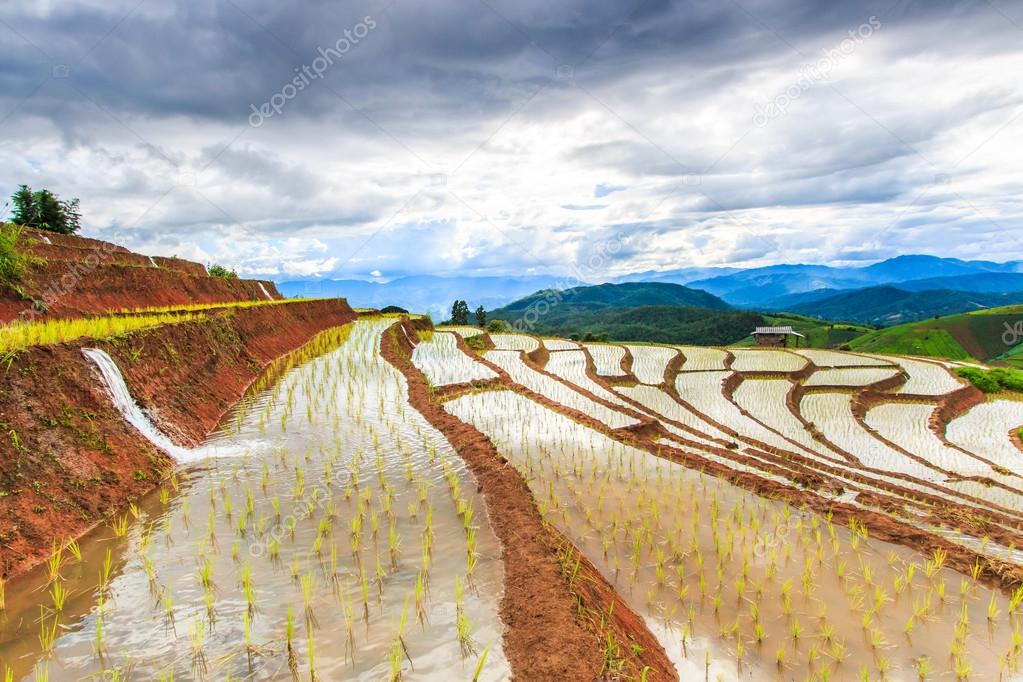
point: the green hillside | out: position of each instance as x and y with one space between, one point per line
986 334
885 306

...

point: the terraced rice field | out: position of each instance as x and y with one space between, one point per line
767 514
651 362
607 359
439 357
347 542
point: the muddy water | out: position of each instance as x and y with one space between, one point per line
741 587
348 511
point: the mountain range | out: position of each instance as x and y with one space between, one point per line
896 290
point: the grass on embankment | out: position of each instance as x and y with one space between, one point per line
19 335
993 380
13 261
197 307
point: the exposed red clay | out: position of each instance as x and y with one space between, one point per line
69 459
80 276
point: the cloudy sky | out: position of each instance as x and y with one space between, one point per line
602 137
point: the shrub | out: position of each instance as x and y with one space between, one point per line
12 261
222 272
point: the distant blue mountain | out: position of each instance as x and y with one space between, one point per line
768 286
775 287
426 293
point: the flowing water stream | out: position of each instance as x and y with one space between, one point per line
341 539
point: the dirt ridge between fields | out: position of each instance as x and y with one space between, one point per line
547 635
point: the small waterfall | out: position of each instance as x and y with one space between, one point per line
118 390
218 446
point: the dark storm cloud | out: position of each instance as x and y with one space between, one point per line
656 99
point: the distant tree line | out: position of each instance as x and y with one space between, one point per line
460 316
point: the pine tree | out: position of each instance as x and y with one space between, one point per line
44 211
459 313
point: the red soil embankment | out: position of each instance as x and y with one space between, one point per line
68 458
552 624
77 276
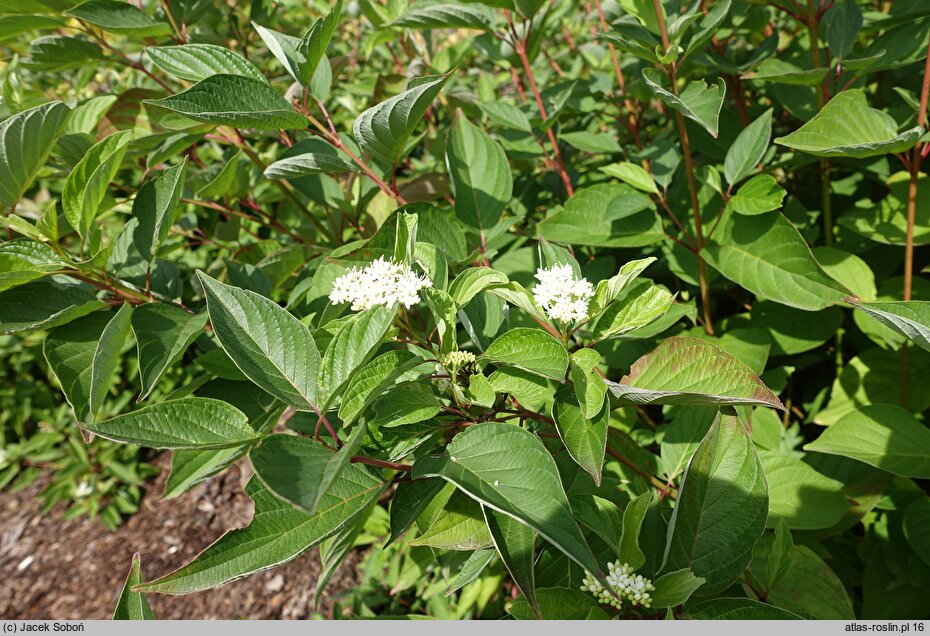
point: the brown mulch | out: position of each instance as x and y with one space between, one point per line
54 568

* * *

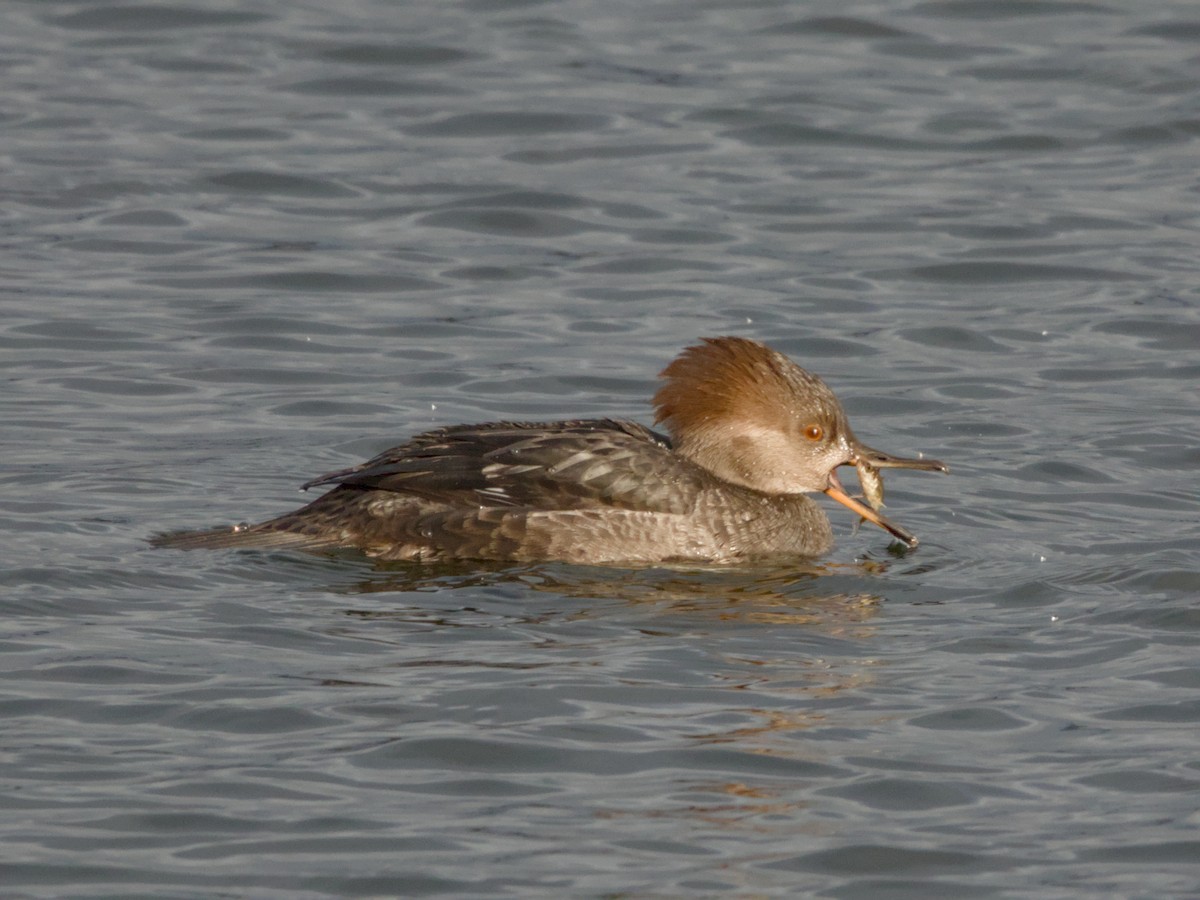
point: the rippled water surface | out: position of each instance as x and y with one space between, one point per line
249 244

→ **TASK GOAL**
Report each line of the records that contains the word "embankment", copying every such line in full.

→ **OUTPUT BELOW**
point: the grass on embankment | out: position of each instance as x and y with one space between, one point per line
point: the red soil embankment | out: position of each instance as x and y with one space between, one point per line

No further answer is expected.